- [Passage to read]
* * *

Coefficients for neuropathy outcomes using RECODe

	MNSI >2 (n=3221)	Vibratory sensation loss (n=2034)	Ankle jerk loss (n=3135)	Pressuresensation loss (n=1201)
Demographics
Age, years	0.02434	0.04640	0.01832	0.03022
Women	−0.10030	−0.29080	−0.08671	−0.18680
Ethnicity
Black	−0.22500	−0.17970	−0.1918	−0.09448
Hispanic or Latino	..	..	..	..
Clinical features
Systolic blood pressure, mm Hg	−0.00414	0.00304	−0.00291	0.00456
History of cardiovascular disease	−0.06334	0.17080	−0.07515	0.26672
Drug use
Blood pressure-lowering drugs	0.18210	0.12220	0.06106	0.18192
Oral diabetes drugs	−0.08004	−0.23430	−0.02732	−0.25747
Biomarkers
HbA1c, %	0.04517	0.07833	0.03741	0.18866
Total cholesterol, mg/dL	−0.00044	0.00031	−0.00016	0.00219
HDL cholesterol, mg/dL	−0.00807	−0.00513	−0.00603	−0.00539
Serum creatinine, mg/dL	0.07714	0.38360	0.01232	0.60442
Urine albumin:creatinine ratio, mg/g	0.00010	0.00013	0.00007	..

All risk factors listed in table 1 were considered for inclusion; the ones listed in tables 2 and 3 were selected for inclusion. The 10-year risk of an outcome can be computed as 1 − λ^exp(Σ(β×x) − mean(Σ(β × x))), where β are the equation coefficients and x are the values for each covariate for an individual patient within the cohort under study. λ value for the most clinically relevant outcome of loss of pressure sensation was 0.870, and corresponding value of mean(Σ(β × x)) was 4.75 for loss of pressure sensation. For example, a 60-year old white man with systolic blood pressure 140 mm Hg, without history of cardiovascular disease, not on any medications, and with HbA_1c of 8%, total cholesterol of 190 mg/dL, HDL of 50 mg/dL, and serum creatinine 1.1 mg/dL would have a risk of pressure sensation loss of 1 − 0.87^exp(3.022e − 02 × 60 + 4.561e − 03 ×140 + 1.887e − 01 × 8 + 2.185e − 03 × 190 − 5.389e − 03 × 50 + 6.044e − 01 × 1.1 − 4.75) =0.13, or 13% 10-year risk, where 4.75 is the mean(Σ(β × x)). People without a known covariate can have the associated term omitted from the equations to enable calculation of risk without the missing data. RECODe=Risk Equations for Complications of type 2 Diabetes. MNSI=Michigan Neuropathy Screening Instrument.

Research in context.

* * *

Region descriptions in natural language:
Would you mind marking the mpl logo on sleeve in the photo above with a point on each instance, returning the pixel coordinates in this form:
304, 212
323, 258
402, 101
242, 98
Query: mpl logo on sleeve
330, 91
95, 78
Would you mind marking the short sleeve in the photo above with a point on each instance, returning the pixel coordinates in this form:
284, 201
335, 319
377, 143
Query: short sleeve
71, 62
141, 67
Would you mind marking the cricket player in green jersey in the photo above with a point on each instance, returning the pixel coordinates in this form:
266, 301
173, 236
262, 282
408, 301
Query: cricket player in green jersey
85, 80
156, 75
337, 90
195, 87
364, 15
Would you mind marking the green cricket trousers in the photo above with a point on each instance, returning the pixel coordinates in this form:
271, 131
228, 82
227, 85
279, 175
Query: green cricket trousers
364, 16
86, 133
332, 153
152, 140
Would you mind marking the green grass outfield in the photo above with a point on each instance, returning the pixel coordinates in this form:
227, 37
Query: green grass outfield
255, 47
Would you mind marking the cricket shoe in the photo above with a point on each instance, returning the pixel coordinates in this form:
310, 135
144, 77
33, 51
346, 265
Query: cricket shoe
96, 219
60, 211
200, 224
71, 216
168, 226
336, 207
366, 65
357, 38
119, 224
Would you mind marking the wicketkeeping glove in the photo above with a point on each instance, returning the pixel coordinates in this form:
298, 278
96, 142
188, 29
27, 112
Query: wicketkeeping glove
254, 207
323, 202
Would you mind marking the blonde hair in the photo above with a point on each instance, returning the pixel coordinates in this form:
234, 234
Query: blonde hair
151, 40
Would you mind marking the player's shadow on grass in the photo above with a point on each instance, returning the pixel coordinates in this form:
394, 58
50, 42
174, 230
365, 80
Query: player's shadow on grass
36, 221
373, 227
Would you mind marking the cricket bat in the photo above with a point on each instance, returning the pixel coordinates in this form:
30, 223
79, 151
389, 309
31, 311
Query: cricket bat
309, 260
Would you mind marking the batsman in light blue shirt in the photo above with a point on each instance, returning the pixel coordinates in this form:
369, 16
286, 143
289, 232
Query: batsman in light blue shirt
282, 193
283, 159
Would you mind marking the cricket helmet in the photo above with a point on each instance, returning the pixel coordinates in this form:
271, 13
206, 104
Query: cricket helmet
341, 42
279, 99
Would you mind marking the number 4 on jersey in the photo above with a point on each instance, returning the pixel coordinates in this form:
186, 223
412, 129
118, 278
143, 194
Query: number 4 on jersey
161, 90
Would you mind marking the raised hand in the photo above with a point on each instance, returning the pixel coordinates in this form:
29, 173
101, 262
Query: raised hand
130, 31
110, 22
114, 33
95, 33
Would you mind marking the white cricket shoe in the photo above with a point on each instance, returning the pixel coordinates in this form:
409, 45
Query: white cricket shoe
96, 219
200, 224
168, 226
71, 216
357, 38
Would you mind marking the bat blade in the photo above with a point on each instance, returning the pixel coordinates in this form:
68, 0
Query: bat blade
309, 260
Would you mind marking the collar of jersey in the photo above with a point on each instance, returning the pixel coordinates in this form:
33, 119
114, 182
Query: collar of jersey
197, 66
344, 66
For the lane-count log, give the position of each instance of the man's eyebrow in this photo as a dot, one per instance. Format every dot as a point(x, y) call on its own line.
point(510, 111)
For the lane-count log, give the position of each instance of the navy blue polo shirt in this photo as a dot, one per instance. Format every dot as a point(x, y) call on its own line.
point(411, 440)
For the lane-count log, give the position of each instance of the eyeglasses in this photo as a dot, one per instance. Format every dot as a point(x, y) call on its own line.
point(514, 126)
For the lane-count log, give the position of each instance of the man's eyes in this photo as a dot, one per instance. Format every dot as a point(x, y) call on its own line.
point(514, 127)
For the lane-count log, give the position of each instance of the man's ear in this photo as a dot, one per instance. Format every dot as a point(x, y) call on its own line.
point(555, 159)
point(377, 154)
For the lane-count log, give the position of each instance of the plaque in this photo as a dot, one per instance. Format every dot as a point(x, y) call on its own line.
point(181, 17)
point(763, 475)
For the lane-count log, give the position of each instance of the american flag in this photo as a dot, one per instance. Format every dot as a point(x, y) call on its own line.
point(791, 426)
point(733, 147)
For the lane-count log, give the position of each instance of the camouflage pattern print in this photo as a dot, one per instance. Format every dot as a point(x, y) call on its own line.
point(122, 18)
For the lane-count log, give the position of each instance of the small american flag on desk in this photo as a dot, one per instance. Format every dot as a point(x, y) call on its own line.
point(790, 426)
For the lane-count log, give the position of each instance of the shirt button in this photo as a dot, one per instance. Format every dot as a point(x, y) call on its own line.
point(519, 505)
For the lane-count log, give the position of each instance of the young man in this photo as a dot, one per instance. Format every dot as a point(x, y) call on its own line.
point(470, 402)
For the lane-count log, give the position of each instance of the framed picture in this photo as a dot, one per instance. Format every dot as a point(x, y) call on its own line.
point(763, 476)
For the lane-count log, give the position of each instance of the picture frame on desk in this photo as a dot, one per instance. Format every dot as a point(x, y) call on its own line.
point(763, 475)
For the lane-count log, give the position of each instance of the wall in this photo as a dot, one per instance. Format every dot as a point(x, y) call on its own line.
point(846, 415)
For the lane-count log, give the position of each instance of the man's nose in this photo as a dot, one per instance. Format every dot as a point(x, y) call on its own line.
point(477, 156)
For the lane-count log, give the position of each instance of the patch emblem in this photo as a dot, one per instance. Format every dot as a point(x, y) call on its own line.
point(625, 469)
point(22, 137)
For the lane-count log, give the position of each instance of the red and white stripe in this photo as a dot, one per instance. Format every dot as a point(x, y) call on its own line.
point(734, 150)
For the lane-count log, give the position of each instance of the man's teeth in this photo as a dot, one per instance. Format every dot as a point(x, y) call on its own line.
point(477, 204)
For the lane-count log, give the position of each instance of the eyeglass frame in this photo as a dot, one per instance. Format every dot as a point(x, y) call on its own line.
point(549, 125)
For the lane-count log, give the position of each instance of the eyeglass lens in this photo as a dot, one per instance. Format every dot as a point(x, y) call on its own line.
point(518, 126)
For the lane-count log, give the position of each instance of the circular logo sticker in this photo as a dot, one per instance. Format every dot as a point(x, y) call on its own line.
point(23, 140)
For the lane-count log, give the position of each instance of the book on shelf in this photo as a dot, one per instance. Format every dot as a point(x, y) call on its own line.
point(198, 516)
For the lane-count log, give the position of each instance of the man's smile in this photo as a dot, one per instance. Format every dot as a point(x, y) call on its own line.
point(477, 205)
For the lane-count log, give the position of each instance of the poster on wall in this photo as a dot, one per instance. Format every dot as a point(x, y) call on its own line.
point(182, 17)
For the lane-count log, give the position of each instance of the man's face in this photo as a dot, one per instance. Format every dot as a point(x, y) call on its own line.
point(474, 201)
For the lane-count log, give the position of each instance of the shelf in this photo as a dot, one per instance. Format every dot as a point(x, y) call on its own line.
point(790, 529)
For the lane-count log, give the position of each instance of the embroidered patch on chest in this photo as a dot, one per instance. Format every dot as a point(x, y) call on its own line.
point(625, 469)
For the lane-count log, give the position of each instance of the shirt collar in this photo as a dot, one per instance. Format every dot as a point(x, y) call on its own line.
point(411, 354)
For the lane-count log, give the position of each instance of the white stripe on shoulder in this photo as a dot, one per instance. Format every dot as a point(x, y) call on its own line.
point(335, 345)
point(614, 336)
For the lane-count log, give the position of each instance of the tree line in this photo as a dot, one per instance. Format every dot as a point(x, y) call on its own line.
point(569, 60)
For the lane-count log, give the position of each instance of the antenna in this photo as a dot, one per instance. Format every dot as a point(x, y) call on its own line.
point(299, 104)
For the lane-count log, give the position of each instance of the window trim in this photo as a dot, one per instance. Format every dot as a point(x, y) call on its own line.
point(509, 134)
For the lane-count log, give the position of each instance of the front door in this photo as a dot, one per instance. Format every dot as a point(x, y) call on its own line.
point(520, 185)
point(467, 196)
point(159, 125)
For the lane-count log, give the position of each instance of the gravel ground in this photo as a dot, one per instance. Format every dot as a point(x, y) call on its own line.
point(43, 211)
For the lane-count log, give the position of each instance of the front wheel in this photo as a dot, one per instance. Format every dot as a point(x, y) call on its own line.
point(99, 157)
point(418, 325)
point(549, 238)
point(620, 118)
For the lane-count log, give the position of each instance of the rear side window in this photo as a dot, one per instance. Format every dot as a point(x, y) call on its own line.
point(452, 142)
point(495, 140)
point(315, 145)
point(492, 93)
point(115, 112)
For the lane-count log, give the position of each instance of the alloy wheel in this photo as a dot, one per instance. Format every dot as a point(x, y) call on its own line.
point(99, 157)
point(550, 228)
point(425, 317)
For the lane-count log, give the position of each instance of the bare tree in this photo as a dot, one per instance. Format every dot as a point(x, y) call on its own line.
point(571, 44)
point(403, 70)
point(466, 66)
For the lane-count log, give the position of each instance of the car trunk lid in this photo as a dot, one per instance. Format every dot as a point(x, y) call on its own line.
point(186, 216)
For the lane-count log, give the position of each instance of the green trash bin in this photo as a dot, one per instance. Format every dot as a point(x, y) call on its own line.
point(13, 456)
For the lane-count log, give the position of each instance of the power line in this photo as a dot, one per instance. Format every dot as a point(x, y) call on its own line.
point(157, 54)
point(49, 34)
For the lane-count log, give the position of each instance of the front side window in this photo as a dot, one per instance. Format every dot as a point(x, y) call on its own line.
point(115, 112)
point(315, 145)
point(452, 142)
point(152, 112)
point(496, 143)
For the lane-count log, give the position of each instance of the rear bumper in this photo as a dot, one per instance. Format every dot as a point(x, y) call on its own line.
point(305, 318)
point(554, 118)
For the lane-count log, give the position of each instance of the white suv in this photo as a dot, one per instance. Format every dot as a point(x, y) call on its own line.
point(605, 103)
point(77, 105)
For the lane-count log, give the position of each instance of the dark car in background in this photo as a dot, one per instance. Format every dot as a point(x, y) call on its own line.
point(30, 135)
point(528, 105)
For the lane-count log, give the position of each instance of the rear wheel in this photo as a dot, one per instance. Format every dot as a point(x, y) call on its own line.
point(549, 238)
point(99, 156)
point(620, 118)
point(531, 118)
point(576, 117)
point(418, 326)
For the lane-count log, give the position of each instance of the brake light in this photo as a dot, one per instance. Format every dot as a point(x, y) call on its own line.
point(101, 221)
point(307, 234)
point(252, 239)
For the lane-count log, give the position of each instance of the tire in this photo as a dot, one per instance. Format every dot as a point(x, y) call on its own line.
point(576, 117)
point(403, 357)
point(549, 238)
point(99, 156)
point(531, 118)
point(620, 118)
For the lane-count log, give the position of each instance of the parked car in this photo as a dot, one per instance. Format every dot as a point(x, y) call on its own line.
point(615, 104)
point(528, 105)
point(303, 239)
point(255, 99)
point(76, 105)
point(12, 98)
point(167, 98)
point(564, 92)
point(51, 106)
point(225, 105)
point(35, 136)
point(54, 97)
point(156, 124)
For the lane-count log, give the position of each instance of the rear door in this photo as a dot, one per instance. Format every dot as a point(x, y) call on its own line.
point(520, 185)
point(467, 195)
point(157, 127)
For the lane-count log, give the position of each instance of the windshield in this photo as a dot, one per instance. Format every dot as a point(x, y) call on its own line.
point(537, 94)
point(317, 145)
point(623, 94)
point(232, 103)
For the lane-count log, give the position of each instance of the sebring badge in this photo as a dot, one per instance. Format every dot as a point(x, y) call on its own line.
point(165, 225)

* * *

- [The task]
Answer these questions using the passage on neuropathy outcomes above the items:
(a) What λ value does the passage give for loss of pressure sensation?
(b) What n does the passage give for vibratory sensation loss?
(c) What does MNSI stand for?

- [Written solution]
(a) 0.870
(b) 2034
(c) Michigan Neuropathy Screening Instrument